■ GIVEN EXERCISE:
Each record below should be repeated precisely as written.

Part of a data file
======

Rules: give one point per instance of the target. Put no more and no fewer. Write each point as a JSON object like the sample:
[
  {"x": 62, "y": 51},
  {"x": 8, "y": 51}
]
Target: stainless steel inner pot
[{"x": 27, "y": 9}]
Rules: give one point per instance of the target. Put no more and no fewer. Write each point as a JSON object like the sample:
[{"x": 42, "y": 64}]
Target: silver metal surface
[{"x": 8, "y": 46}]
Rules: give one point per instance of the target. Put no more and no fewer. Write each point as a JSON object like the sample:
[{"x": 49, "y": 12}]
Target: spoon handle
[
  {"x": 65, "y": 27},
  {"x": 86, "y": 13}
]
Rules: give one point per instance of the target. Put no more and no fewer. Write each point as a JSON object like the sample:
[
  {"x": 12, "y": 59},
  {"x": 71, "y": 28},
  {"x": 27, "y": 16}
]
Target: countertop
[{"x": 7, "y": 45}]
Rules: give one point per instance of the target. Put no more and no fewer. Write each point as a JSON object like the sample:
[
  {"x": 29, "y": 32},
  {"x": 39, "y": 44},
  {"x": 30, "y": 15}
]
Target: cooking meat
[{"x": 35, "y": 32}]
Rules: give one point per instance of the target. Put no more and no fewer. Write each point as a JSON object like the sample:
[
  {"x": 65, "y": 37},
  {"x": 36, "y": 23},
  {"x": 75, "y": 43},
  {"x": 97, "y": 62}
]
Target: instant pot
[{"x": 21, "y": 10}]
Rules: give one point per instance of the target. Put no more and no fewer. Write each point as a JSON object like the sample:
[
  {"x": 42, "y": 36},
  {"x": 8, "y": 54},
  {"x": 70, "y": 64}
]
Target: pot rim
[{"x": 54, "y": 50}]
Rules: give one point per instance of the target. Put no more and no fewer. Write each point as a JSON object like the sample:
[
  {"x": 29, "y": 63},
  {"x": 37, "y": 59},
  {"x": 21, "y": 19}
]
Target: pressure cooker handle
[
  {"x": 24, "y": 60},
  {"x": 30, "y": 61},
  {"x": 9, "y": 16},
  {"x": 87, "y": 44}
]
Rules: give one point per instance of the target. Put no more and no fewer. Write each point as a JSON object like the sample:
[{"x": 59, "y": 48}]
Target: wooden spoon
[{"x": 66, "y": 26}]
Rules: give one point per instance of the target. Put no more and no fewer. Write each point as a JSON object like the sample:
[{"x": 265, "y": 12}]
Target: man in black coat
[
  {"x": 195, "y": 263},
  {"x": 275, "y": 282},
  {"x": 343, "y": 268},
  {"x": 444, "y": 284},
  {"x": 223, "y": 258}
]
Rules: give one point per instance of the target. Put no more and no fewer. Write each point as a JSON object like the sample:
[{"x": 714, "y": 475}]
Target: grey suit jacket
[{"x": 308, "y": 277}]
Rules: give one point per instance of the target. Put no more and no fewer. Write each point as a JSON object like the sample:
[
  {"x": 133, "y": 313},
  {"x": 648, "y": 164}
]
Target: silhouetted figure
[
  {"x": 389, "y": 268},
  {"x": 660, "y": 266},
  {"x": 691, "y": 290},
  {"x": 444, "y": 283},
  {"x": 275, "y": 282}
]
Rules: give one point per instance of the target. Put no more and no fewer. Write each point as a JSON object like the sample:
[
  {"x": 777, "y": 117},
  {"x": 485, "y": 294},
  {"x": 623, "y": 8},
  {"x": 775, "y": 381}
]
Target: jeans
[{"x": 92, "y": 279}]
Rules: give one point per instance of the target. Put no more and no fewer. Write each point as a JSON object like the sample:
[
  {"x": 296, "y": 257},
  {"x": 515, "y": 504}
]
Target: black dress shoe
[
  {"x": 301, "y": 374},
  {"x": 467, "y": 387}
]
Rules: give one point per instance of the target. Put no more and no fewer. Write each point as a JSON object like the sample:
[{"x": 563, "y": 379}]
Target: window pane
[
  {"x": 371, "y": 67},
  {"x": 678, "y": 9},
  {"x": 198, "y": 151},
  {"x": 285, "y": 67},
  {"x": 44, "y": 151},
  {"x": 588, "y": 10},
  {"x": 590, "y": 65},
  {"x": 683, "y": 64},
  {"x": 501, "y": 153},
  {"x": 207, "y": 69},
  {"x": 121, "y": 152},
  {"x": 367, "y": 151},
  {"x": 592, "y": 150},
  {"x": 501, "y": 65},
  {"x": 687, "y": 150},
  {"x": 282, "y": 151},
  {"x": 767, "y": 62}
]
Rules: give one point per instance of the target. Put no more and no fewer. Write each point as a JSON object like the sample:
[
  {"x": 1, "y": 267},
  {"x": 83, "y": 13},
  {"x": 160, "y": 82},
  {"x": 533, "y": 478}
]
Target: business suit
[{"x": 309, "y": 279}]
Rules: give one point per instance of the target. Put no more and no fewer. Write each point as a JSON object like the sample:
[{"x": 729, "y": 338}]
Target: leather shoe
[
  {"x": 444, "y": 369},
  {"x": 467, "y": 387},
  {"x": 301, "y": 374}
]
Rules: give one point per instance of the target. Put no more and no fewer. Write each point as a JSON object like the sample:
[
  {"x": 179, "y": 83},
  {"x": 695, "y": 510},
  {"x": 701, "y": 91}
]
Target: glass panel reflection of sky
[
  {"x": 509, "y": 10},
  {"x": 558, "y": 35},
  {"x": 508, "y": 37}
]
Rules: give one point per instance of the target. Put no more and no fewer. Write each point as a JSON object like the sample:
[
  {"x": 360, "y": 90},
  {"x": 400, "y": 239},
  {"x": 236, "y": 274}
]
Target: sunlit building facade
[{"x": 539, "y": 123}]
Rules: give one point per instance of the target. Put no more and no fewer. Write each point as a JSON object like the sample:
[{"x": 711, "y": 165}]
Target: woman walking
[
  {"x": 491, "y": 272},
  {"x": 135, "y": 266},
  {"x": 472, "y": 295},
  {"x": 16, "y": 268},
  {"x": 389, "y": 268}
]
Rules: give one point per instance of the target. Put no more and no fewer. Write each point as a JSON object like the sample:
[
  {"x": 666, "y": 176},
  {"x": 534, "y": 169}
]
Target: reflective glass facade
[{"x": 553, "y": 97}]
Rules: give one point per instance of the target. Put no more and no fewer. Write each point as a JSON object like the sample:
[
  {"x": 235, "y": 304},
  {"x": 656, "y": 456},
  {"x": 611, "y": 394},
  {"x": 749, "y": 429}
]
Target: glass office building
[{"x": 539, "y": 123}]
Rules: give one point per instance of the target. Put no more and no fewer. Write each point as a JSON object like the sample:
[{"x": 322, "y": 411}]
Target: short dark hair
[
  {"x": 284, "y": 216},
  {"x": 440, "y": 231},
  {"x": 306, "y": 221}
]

======

■ ANSWER TO THE PROBLEM:
Rules: give one point per instance of the target. Put no more and no fewer. Write each point as a JSON object like the sample:
[
  {"x": 62, "y": 51},
  {"x": 8, "y": 51}
]
Target: stainless steel inner pot
[{"x": 27, "y": 9}]
Rules: give one point per instance of the target. Put no more and no fewer. Write each point as a JSON object like the sample:
[{"x": 42, "y": 64}]
Target: silver metal surface
[{"x": 8, "y": 46}]
Rules: give one point per instance of the target. Put no more and no fewer. Write each point as a JSON object like the sample:
[{"x": 49, "y": 12}]
Target: spoon handle
[
  {"x": 65, "y": 27},
  {"x": 86, "y": 13}
]
Rules: give one point per instance of the target. Put no more and no fewer. Write each point as a JSON object like the sample:
[
  {"x": 12, "y": 59},
  {"x": 71, "y": 28},
  {"x": 27, "y": 16}
]
Target: countertop
[{"x": 7, "y": 45}]
Rules: give one point per instance of the target. Put no more and no fewer. Write each point as a JSON object like the sample:
[
  {"x": 29, "y": 32},
  {"x": 39, "y": 44},
  {"x": 30, "y": 15}
]
Target: cooking meat
[{"x": 35, "y": 32}]
Rules: give one point per instance of the target. Put no more and no fewer. Write each point as a JSON object like the sample:
[
  {"x": 65, "y": 37},
  {"x": 36, "y": 23},
  {"x": 75, "y": 43},
  {"x": 97, "y": 62}
]
Target: instant pot
[{"x": 21, "y": 10}]
Rules: give one point per instance of the target. Put no more and no fewer. Write each point as a JSON object like the sample:
[
  {"x": 42, "y": 36},
  {"x": 8, "y": 54},
  {"x": 70, "y": 64}
]
Target: pot rim
[{"x": 54, "y": 50}]
Rules: give one point per instance of the target. Put no more and no fewer. Write each point as a JSON object like the sample:
[
  {"x": 29, "y": 63},
  {"x": 37, "y": 59},
  {"x": 21, "y": 19}
]
Target: pressure cooker handle
[
  {"x": 24, "y": 60},
  {"x": 30, "y": 61},
  {"x": 9, "y": 16},
  {"x": 87, "y": 44}
]
Rules: give one point per instance of the target. Put no more and no fewer. Write each point as a JSON object like the sample:
[{"x": 59, "y": 48}]
Target: wooden spoon
[{"x": 66, "y": 26}]
Rules: give one point per instance of the target. Put no more and no fewer. Write each point as a JSON object like the sample:
[{"x": 265, "y": 12}]
Target: man in black coat
[
  {"x": 195, "y": 263},
  {"x": 275, "y": 282},
  {"x": 343, "y": 268},
  {"x": 444, "y": 284},
  {"x": 223, "y": 258}
]
Rules: give one point per instance of the target. Put no more and no fewer. Write each point as a JSON object like the sample:
[{"x": 714, "y": 475}]
Target: grey suit jacket
[{"x": 308, "y": 277}]
Rules: give one point per instance of the target. Put no more and no fewer. Write each point as a JSON object like the sample:
[
  {"x": 133, "y": 313},
  {"x": 648, "y": 164}
]
Target: silhouetted figure
[
  {"x": 389, "y": 268},
  {"x": 660, "y": 266},
  {"x": 691, "y": 290},
  {"x": 444, "y": 283},
  {"x": 275, "y": 282}
]
Rules: give one point per instance of the target. Put no more and no fewer. Write each point as a JSON object like the sample:
[
  {"x": 777, "y": 117},
  {"x": 485, "y": 294},
  {"x": 623, "y": 8},
  {"x": 775, "y": 381}
]
Target: jeans
[{"x": 92, "y": 279}]
Rules: give one point per instance of the target. Put no more and no fewer. Write each point as a JSON object like the sample:
[
  {"x": 296, "y": 257},
  {"x": 515, "y": 504}
]
Target: black dress shoe
[
  {"x": 301, "y": 374},
  {"x": 467, "y": 387}
]
Rules: give one point per instance of the target. Put no more and no fewer. Write each point as a JSON object like the sample:
[{"x": 563, "y": 379}]
Target: window pane
[
  {"x": 371, "y": 67},
  {"x": 678, "y": 9},
  {"x": 198, "y": 151},
  {"x": 285, "y": 67},
  {"x": 44, "y": 151},
  {"x": 588, "y": 10},
  {"x": 590, "y": 65},
  {"x": 683, "y": 64},
  {"x": 501, "y": 153},
  {"x": 207, "y": 69},
  {"x": 121, "y": 152},
  {"x": 367, "y": 151},
  {"x": 592, "y": 150},
  {"x": 501, "y": 65},
  {"x": 687, "y": 150},
  {"x": 282, "y": 151},
  {"x": 767, "y": 62}
]
Rules: give one point per instance of the target. Put no more and no fewer. Write each point as a JSON object like the sample:
[
  {"x": 1, "y": 267},
  {"x": 83, "y": 13},
  {"x": 160, "y": 82},
  {"x": 533, "y": 478}
]
Target: business suit
[{"x": 309, "y": 279}]
Rules: give one point per instance of the target. Put no more and no fewer. Write each point as a JSON object like the sample:
[{"x": 729, "y": 338}]
Target: leather shoe
[
  {"x": 444, "y": 369},
  {"x": 467, "y": 387},
  {"x": 301, "y": 374}
]
Rules: give one point per instance of the target. Put no more and no fewer. Write each point as a JSON object like the sample:
[
  {"x": 179, "y": 83},
  {"x": 695, "y": 510},
  {"x": 701, "y": 91}
]
Target: glass panel reflection of sky
[
  {"x": 509, "y": 10},
  {"x": 558, "y": 35},
  {"x": 508, "y": 37}
]
Rules: give one point per instance of the target. Put no more and no fewer. Write each point as a JSON object like the sample:
[
  {"x": 360, "y": 90},
  {"x": 400, "y": 239},
  {"x": 236, "y": 274}
]
Target: sunlit building facade
[{"x": 539, "y": 123}]
Rules: give one point per instance of the target. Put no more and no fewer. Write each point as a JSON object like the sample:
[{"x": 711, "y": 165}]
Target: woman walking
[
  {"x": 491, "y": 272},
  {"x": 135, "y": 266},
  {"x": 472, "y": 295},
  {"x": 16, "y": 268},
  {"x": 389, "y": 268}
]
Rules: give one point per instance of the target. Put no more and no fewer. Write each point as a JSON object like the sample:
[
  {"x": 666, "y": 176},
  {"x": 534, "y": 169}
]
Target: reflective glass facade
[{"x": 553, "y": 97}]
Rules: give one point per instance of the target. Put no more and no fewer. Write each point as a JSON object like the sample:
[
  {"x": 235, "y": 304},
  {"x": 656, "y": 456},
  {"x": 611, "y": 394},
  {"x": 749, "y": 429}
]
Target: glass office building
[{"x": 539, "y": 123}]
Rules: give one point per instance of the target. Put no more and no fewer. Write each point as a JSON object like the sample:
[{"x": 322, "y": 411}]
Target: short dark hair
[
  {"x": 284, "y": 216},
  {"x": 440, "y": 231},
  {"x": 306, "y": 221}
]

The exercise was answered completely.